**Task prompt**
I'd like the data beneath this line reproduced exactly, without any of its images.

**Input data**
====
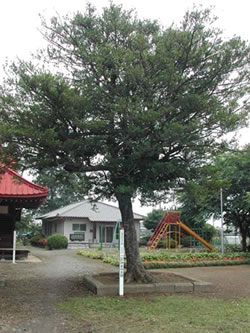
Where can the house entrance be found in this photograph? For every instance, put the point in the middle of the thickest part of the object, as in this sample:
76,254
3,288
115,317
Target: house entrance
====
**Answer for this exercise**
Where can the house entrance be found in this photograph? For every instance, put the point in the middle of the thickest part of the object, as in this sample:
76,254
3,288
115,317
Target: house entrance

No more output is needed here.